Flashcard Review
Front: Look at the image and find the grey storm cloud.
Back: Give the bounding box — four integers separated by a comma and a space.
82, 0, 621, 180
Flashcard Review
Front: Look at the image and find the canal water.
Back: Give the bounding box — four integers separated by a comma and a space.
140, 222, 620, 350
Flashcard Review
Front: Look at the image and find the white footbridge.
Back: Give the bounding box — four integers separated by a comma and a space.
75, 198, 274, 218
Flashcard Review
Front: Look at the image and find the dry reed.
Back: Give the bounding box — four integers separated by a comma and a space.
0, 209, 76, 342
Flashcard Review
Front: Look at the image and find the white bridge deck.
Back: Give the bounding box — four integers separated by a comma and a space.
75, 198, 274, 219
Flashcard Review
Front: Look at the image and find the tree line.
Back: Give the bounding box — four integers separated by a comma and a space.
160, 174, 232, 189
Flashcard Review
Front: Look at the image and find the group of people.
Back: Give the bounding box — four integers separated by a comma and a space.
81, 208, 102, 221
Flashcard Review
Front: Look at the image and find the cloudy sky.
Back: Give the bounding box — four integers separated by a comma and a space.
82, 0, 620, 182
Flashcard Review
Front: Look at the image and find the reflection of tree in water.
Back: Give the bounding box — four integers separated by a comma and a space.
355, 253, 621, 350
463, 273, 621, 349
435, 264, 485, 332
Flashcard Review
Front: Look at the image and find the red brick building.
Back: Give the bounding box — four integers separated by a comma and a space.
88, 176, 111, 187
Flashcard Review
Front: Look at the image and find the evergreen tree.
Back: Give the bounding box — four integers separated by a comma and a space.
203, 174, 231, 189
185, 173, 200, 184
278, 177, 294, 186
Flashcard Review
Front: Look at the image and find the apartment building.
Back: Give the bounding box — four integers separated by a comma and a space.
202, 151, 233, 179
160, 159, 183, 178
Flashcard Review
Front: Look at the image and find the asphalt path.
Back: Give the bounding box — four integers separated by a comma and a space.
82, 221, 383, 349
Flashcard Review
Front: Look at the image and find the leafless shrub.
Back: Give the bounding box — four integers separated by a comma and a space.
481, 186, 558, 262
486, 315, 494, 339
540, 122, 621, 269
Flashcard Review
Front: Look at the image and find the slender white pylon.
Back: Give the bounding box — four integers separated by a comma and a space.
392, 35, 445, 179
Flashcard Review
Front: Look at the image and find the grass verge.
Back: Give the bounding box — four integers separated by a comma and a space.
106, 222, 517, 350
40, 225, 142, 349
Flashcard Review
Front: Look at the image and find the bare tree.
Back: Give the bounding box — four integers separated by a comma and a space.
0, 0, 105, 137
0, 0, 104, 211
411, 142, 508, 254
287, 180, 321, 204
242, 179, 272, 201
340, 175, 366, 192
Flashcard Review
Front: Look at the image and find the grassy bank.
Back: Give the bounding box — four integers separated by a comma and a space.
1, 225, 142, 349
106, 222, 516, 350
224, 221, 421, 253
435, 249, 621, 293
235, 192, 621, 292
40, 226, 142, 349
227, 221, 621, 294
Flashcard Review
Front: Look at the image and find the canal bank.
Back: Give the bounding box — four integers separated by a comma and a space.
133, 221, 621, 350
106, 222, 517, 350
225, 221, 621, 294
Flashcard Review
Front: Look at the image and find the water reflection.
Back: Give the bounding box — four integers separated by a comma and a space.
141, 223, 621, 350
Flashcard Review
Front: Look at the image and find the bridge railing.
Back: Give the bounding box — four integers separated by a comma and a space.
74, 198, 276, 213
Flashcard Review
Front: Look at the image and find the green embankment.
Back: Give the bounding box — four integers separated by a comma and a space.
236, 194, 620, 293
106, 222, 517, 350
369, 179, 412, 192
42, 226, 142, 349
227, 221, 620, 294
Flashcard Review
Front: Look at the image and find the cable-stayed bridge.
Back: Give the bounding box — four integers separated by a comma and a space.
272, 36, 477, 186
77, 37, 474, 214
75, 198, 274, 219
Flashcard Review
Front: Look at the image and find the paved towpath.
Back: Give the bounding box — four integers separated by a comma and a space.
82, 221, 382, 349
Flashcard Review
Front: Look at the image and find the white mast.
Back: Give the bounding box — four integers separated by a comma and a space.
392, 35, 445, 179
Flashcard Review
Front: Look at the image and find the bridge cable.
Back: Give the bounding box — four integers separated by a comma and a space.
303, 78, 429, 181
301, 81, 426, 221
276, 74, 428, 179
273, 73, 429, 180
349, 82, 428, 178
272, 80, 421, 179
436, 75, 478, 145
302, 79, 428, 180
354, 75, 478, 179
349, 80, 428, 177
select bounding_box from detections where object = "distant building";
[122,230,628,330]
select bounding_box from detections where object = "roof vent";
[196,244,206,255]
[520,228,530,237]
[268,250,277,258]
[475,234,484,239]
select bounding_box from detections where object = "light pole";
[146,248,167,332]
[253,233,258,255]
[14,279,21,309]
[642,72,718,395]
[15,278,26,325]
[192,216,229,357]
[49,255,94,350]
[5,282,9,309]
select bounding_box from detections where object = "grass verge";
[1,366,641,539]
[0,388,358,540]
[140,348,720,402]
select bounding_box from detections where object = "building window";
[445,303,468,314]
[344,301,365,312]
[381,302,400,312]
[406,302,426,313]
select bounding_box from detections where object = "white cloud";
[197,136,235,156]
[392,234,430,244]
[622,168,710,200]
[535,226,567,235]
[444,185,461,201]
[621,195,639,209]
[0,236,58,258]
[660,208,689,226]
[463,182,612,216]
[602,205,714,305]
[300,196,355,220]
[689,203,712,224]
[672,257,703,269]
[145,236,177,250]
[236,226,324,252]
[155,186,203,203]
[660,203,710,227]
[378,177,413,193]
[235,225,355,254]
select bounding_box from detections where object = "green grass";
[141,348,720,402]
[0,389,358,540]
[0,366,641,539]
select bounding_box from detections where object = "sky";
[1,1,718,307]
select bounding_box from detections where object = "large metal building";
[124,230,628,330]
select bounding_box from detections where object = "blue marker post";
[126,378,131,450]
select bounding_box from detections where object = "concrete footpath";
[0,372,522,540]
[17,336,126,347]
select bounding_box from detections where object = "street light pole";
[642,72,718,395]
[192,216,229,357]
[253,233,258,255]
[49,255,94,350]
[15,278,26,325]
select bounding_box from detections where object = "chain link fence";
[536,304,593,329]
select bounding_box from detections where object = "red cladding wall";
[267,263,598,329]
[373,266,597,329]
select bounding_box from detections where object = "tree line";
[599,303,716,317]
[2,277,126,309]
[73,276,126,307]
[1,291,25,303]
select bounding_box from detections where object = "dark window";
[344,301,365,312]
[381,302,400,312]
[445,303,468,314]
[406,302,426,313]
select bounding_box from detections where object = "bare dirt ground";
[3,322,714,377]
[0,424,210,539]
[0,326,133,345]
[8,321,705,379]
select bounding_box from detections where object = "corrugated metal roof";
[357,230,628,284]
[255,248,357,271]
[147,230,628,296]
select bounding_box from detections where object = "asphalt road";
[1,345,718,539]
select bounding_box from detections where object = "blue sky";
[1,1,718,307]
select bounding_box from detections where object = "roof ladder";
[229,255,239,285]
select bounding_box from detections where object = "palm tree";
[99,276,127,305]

★ ★ ★

Locate the word "reflection" in the records above, and return each line that has it.

Front: Look at the image and find the reflection of tree in water.
Front: Look at the image and find the water reflection.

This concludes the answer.